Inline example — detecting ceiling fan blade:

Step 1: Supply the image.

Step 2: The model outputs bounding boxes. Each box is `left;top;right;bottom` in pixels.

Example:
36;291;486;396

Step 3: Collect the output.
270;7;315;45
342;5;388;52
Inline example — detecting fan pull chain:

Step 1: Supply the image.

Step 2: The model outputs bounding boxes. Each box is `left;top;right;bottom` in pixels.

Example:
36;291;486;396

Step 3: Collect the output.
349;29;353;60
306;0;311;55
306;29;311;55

- - - - - - -

Requirement » Would you please transcribe the records above in full and exactly?

Task answer »
Inline example — detecting ceiling fan blade:

Step 1: Supply the image.

Step 2: The model outputs bounding boxes. Each box is `left;top;right;bottom` in pixels.

Example:
36;291;486;396

Step 3: Collect the output.
270;7;315;45
342;5;388;52
Inline example — detecting fan pull chain:

Step 1: Supply the image.

Step 2: The model outputs bounding boxes. Each box is `left;top;right;bottom` in pixels.

Example:
36;291;486;396

Step 3: Collect the output.
349;29;353;60
306;0;311;55
306;29;311;55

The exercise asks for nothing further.